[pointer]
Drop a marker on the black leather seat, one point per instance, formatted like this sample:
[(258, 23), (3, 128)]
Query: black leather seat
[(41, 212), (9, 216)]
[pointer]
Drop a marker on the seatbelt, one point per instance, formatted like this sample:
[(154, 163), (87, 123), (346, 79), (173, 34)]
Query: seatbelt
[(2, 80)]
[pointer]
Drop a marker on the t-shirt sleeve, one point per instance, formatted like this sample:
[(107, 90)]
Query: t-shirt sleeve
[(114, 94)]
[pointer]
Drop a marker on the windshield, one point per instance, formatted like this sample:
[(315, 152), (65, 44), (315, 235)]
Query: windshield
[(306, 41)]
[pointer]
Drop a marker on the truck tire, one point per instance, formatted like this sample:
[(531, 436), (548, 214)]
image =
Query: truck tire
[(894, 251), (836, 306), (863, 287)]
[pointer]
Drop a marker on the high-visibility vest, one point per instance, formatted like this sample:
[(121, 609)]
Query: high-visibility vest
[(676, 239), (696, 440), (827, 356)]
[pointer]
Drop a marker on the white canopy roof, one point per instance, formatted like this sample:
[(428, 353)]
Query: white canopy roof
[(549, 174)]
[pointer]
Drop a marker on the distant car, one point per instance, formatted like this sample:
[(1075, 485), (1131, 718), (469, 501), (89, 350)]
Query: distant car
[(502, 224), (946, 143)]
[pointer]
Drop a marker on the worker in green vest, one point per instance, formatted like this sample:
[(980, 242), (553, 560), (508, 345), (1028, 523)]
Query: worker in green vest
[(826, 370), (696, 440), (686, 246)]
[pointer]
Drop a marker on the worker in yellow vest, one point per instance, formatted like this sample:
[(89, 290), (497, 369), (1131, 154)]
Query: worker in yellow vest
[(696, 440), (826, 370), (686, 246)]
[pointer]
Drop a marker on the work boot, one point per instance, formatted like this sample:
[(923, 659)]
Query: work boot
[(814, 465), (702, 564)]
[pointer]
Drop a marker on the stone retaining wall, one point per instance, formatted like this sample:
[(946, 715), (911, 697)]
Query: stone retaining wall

_Work to do_
All records above must be set down exactly, please.

_Exercise result_
[pointer]
Drop a marker on the black leather seat, one point per instance, formatted like this sample:
[(258, 23), (3, 128)]
Query: black leather seat
[(41, 212), (9, 216)]
[pointer]
Drop a marker on the seatbelt, one point per instance, formatted like this sample:
[(154, 163), (87, 123), (346, 79), (173, 34)]
Query: seatbelt
[(2, 80)]
[pointer]
Drop a marker on the t-shirt sleeve, one point per instance, formatted like this sample:
[(107, 90)]
Query: t-shirt sleeve
[(114, 94)]
[pointer]
Drop a marker on the windshield, one point per instance, formatted like this sample:
[(315, 152), (65, 44), (315, 235)]
Query: windshield
[(306, 41)]
[pointer]
Drop a marker on the truck tire, one point per instance, formatted like this sample:
[(531, 436), (548, 214)]
image =
Query: truck tire
[(894, 251), (836, 306), (863, 287)]
[pointer]
Drop a marker on the high-visibility vest, one point per instance, formatted like this sample:
[(121, 609)]
Query: high-visibility vest
[(676, 239), (696, 440), (827, 356)]
[pointer]
Drop a marker on the white canopy roof, one point per instance, formatted like this sample:
[(428, 353)]
Query: white canopy roof
[(549, 174)]
[pointer]
Drop a marker on the distant car, one point per instance, formatted like this sample:
[(1075, 485), (1131, 718), (469, 501), (89, 350)]
Query: distant car
[(502, 224), (946, 143)]
[pointer]
Drop a marker on the worker in green vest, one point per instance, formatted like this sample:
[(980, 242), (553, 560), (508, 345), (1028, 523)]
Query: worker in green vest
[(826, 370), (696, 440), (686, 246)]
[pointer]
Drop a marker on the worker in yellow vest, one point per instance, formatted like this sample:
[(89, 290), (497, 369), (1131, 154)]
Query: worker in yellow vest
[(696, 440), (826, 370), (686, 246)]
[pointer]
Drop a marker on the work boot, one point per instance, formatted like this sample:
[(923, 659)]
Query: work boot
[(814, 465), (702, 564)]
[pointer]
Drop a marker on the stone retaining wall, one point per instance, formatted like this sample:
[(946, 715), (911, 697)]
Query: stone retaining wall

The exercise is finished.